Quote in full, word for word, the forum post about the GMTK game jam entry.

Excerpted text:
::::::::::

Last month I participated in a game development competition called the GMTK game jam. This is one of the largest annual jams with over 32,000 people signing up and 7,500 games submitted this year!
The theme was “Built To Scale” so I made a game about building tools to summit a mountain.
I wanted use this forum post to do more of a technical deep dive on the project here since this was my first time doing a few things including:
- Controller Support
- Wall climbing
- Crafting
If you’d rather see a more entertainment focused recap, check out the YouTube video I made on it: https://www.youtube.com/watch?v=RXnqBqgbV_Q
Controls and Control Rebinding
While working on the project I realized I had a lot of controls (Move, Jump, Climb / Hang / Get Material, Scroll through inventory, Open Menus, quick buy, and more).
This resulted in the (in hindsight) awkward choice of using left-shift as the climb / collect materials button. Hitting it several times opens the sticky keys menu and it can be a bit odd to hold during long climbs. I realized that with the amount of controls it might be worth while to try adding controller support. For the post-competition version, I decided to do just that.
I didn’t want to change any of the base movement code, so I instead decided to overhaul the input system.
I created a CONTROLS table that held all of the different selected keys then used a function to check for input. This allowed me to have a set table to rebind controls on and reuse all of my existing movement code:
The most time consuming part for me was setting up controller support within the menus. Previously the menus were only set up for mouse so I had to write a lot of new code.
The approach I took (and I would be very curious to know how others do this) was to create a 2d array of all of the menu options then programmatically find the next available one.

::::::::::

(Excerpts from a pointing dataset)
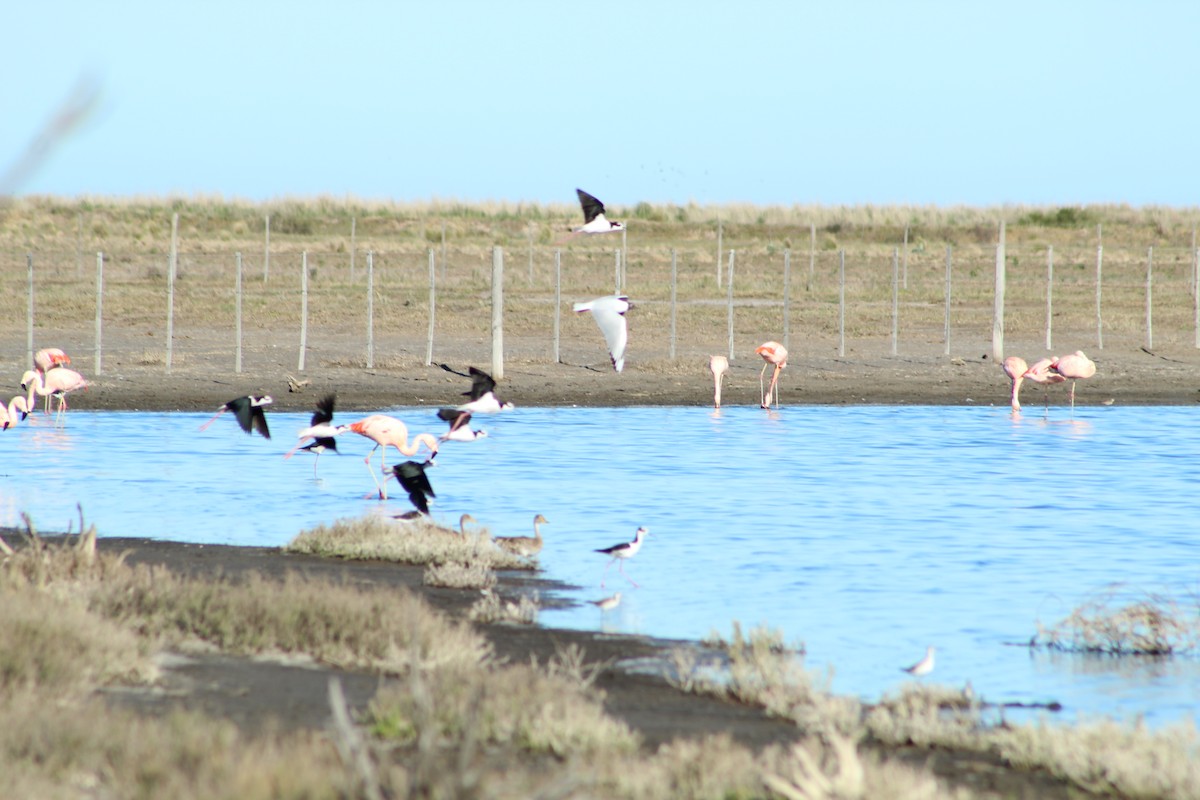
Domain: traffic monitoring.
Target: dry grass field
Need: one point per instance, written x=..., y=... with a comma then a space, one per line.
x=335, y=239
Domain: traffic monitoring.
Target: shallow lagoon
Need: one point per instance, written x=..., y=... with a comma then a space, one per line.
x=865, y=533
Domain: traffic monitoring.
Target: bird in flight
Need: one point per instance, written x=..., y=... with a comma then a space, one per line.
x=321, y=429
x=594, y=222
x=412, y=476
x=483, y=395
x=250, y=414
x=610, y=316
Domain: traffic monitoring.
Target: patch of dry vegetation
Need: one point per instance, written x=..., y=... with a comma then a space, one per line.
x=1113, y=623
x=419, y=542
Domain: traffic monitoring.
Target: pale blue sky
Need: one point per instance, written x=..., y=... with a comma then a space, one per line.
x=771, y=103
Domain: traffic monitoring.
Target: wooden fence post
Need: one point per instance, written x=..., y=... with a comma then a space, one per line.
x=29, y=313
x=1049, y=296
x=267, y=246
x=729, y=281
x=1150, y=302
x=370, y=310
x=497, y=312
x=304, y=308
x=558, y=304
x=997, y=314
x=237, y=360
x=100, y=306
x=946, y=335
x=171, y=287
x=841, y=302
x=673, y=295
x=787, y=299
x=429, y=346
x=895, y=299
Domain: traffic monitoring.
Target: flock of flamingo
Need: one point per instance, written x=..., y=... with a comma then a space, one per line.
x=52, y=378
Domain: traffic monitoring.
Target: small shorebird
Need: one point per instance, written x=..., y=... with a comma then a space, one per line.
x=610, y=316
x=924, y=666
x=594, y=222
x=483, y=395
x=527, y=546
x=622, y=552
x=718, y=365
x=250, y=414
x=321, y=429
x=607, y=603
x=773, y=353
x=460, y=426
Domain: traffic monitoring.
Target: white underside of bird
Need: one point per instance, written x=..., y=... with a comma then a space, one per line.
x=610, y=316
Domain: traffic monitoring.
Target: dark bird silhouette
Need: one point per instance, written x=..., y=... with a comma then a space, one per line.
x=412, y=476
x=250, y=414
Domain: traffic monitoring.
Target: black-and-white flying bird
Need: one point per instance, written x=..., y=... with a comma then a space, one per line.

::::::::::

The answer:
Last month I participated in a game development competition called the GMTK game jam. This is one of the largest annual jams with over 32,000 people signing up and 7,500 games submitted this year!
The theme was “Built To Scale” so I made a game about building tools to summit a mountain.
I wanted use this forum post to do more of a technical deep dive on the project here since this was my first time doing a few things including:
- Controller Support
- Wall climbing
- Crafting
If you’d rather see a more entertainment focused recap, check out the YouTube video I made on it: https://www.youtube.com/watch?v=RXnqBqgbV_Q
Controls and Control Rebinding
While working on the project I realized I had a lot of controls (Move, Jump, Climb / Hang / Get Material, Scroll through inventory, Open Menus, quick buy, and more).
This resulted in the (in hindsight) awkward choice of using left-shift as the climb / collect materials button. Hitting it several times opens the sticky keys menu and it can be a bit odd to hold during long climbs. I realized that with the amount of controls it might be worth while to try adding controller support. For the post-competition version, I decided to do just that.
I didn’t want to change any of the base movement code, so I instead decided to overhaul the input system.
I created a CONTROLS table that held all of the different selected keys then used a function to check for input. This allowed me to have a set table to rebind controls on and reuse all of my existing movement code:
The most time consuming part for me was setting up controller support within the menus. Previously the menus were only set up for mouse so I had to write a lot of new code.
The approach I took (and I would be very curious to know how others do this) was to create a 2d array of all of the menu options then programmatically find the next available one.